◆ **What you are asked to do**:
Copy the entries below, swapping every instance of "Rings" for "Contours" and keeping everything else the same.

═══

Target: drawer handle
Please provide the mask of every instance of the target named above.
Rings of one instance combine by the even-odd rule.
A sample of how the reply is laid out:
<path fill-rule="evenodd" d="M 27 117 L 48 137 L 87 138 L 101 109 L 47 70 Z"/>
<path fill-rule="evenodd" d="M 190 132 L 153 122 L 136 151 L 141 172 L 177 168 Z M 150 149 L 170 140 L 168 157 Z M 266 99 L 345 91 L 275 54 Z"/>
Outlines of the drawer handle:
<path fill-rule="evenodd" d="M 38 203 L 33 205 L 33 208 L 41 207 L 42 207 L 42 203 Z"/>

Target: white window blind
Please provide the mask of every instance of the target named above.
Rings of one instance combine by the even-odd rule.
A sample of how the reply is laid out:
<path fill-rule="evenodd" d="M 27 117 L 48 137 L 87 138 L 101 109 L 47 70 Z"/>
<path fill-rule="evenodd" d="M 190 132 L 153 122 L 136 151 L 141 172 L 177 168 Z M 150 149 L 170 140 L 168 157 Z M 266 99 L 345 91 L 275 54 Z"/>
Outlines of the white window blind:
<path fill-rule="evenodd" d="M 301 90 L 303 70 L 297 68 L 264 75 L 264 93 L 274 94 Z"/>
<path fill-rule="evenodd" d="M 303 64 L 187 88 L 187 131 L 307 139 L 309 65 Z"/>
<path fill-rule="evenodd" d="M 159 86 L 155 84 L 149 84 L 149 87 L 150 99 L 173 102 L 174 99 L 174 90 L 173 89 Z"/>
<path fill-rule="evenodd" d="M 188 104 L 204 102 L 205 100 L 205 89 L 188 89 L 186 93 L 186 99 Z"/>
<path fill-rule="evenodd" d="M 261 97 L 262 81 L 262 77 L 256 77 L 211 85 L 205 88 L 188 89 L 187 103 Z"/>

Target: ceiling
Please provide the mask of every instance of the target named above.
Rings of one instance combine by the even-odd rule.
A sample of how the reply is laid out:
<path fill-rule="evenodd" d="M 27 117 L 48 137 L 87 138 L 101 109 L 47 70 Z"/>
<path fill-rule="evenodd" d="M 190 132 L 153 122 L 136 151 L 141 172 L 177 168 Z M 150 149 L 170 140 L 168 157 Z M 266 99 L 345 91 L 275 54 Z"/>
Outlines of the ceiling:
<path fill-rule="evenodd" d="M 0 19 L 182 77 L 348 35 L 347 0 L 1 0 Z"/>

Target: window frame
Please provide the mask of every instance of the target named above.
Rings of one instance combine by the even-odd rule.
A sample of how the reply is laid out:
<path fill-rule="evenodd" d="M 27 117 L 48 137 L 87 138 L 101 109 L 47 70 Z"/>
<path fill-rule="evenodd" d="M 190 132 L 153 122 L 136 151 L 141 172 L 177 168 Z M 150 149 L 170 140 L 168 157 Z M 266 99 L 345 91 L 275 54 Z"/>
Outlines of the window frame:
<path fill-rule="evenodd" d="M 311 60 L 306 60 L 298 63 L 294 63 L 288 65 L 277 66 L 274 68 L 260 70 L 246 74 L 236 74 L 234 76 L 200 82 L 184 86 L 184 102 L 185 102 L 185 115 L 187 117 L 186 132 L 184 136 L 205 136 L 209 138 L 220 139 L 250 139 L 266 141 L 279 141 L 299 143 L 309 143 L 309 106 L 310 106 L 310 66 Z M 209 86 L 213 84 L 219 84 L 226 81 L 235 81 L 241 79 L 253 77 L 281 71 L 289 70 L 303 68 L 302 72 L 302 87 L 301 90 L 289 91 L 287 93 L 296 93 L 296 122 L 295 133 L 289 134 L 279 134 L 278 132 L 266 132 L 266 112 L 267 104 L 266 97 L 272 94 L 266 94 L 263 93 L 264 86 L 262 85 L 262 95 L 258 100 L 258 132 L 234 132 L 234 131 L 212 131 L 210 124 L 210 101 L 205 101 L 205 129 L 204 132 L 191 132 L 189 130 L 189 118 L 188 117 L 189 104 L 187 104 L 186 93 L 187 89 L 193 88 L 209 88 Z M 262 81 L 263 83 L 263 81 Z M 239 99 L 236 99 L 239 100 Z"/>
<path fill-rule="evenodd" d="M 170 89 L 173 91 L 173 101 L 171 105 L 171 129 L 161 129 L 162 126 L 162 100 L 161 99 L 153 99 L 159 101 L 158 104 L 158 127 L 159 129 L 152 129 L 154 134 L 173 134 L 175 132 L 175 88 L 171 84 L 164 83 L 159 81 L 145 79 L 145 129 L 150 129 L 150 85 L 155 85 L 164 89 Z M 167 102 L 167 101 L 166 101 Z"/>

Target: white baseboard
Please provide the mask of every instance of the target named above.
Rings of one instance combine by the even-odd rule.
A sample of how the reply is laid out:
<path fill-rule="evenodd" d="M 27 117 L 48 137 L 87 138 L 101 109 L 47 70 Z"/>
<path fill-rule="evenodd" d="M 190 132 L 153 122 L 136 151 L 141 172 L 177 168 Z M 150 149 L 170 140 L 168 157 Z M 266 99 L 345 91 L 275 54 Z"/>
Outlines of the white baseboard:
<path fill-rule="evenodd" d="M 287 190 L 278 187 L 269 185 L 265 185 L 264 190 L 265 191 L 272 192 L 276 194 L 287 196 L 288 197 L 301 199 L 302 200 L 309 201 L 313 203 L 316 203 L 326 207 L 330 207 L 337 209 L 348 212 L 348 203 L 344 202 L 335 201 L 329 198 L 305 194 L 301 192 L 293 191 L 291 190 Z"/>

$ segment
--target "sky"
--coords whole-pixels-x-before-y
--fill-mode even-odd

═══

◆ **Finished task**:
Target: drawer handle
Please provide the mask of every instance of the target named above.
Contours of one instance combine by the even-odd rule.
A sample of how the reply is laid out:
<path fill-rule="evenodd" d="M 27 117 L 48 137 L 87 138 L 101 109 L 47 70 Z"/>
<path fill-rule="evenodd" d="M 190 132 L 153 122 L 136 151 L 141 172 L 177 168 Z M 150 149 L 170 140 L 168 157 Z M 266 99 L 345 91 L 275 54 Z"/>
Outlines of the drawer handle:
<path fill-rule="evenodd" d="M 38 203 L 33 205 L 33 208 L 41 207 L 42 207 L 42 203 Z"/>

Target: white window blind
Please provide the mask of every instance of the target named above.
Contours of one instance combine by the even-odd rule.
A sample of how the reply is laid out:
<path fill-rule="evenodd" d="M 27 117 L 48 137 L 87 138 L 101 109 L 47 70 Z"/>
<path fill-rule="evenodd" d="M 190 132 L 153 122 L 136 151 L 141 172 L 177 168 Z M 150 149 L 170 140 L 168 157 Z M 266 99 L 345 91 L 275 54 Z"/>
Outlines of the white window blind:
<path fill-rule="evenodd" d="M 301 90 L 303 70 L 297 68 L 264 75 L 264 93 L 274 94 Z"/>
<path fill-rule="evenodd" d="M 303 64 L 187 88 L 187 131 L 307 139 L 309 65 Z"/>
<path fill-rule="evenodd" d="M 159 86 L 155 84 L 149 84 L 149 87 L 150 99 L 173 102 L 174 99 L 174 90 L 173 89 Z"/>
<path fill-rule="evenodd" d="M 188 104 L 204 102 L 205 100 L 205 89 L 188 89 L 186 93 L 186 99 Z"/>
<path fill-rule="evenodd" d="M 261 97 L 262 81 L 262 77 L 256 77 L 211 85 L 205 88 L 188 89 L 187 103 Z"/>

Target: ceiling
Please provide the mask of every instance of the target named above.
Contours of one instance combine by the even-odd rule.
A sample of how the reply is laid out:
<path fill-rule="evenodd" d="M 27 117 L 48 137 L 87 138 L 101 109 L 47 70 Z"/>
<path fill-rule="evenodd" d="M 190 132 L 153 122 L 136 151 L 141 172 L 177 168 Z M 150 149 L 170 140 L 168 157 Z M 266 99 L 345 91 L 275 54 Z"/>
Outlines of the ceiling:
<path fill-rule="evenodd" d="M 0 19 L 182 77 L 348 35 L 347 0 L 1 0 Z"/>

Target: window frame
Please provide the mask of every instance of the target named above.
Contours of one instance combine by the even-odd rule.
A sample of how the reply is laid out:
<path fill-rule="evenodd" d="M 27 117 L 48 137 L 87 138 L 101 109 L 47 70 Z"/>
<path fill-rule="evenodd" d="M 190 132 L 153 122 L 136 151 L 141 172 L 177 168 Z M 150 149 L 170 140 L 168 157 Z M 266 99 L 345 91 L 275 54 Z"/>
Outlines of the window frame:
<path fill-rule="evenodd" d="M 311 60 L 306 60 L 298 63 L 294 63 L 288 65 L 277 66 L 274 68 L 260 70 L 246 74 L 236 74 L 234 76 L 200 82 L 184 86 L 184 102 L 185 102 L 185 115 L 187 117 L 186 132 L 184 136 L 205 136 L 209 138 L 220 139 L 250 139 L 266 141 L 279 141 L 299 143 L 309 143 L 309 106 L 310 106 L 310 66 Z M 209 86 L 213 84 L 219 84 L 226 81 L 235 81 L 241 79 L 253 77 L 281 71 L 289 70 L 303 68 L 302 72 L 302 87 L 301 90 L 289 91 L 287 93 L 296 93 L 296 122 L 295 133 L 289 134 L 279 134 L 278 132 L 266 132 L 266 112 L 267 104 L 266 97 L 272 94 L 266 94 L 263 93 L 264 86 L 262 85 L 262 95 L 258 100 L 258 132 L 234 132 L 234 131 L 212 131 L 210 124 L 210 101 L 205 101 L 205 129 L 204 132 L 191 132 L 189 130 L 189 118 L 188 117 L 189 104 L 187 104 L 186 93 L 187 89 L 193 88 L 209 88 Z M 262 81 L 263 83 L 263 81 Z M 239 99 L 236 99 L 239 100 Z"/>
<path fill-rule="evenodd" d="M 170 89 L 173 91 L 173 101 L 171 105 L 171 129 L 161 129 L 162 126 L 162 100 L 161 99 L 153 99 L 159 101 L 158 104 L 158 127 L 159 129 L 152 129 L 154 134 L 173 134 L 175 132 L 175 88 L 171 84 L 164 83 L 159 81 L 145 79 L 145 129 L 150 129 L 150 85 L 155 85 L 164 89 Z M 167 102 L 167 101 L 166 101 Z"/>

Target: white baseboard
Please provide the mask of every instance of the target named above.
Contours of one instance combine by the even-odd rule.
A sample of how the reply is laid out:
<path fill-rule="evenodd" d="M 27 117 L 48 137 L 87 138 L 101 109 L 47 70 Z"/>
<path fill-rule="evenodd" d="M 190 132 L 153 122 L 136 151 L 141 172 L 177 168 Z M 150 149 L 170 140 L 168 157 Z M 266 99 L 345 91 L 275 54 Z"/>
Outlines of the white baseboard:
<path fill-rule="evenodd" d="M 287 190 L 278 187 L 269 185 L 265 185 L 264 190 L 265 191 L 272 192 L 276 194 L 287 196 L 288 197 L 301 199 L 302 200 L 309 201 L 313 203 L 316 203 L 326 207 L 330 207 L 337 209 L 348 212 L 348 203 L 344 202 L 335 201 L 329 198 L 305 194 L 301 192 L 293 191 L 291 190 Z"/>

$ segment
--target "sky"
--coords whole-pixels-x-before-y
--fill-mode even-odd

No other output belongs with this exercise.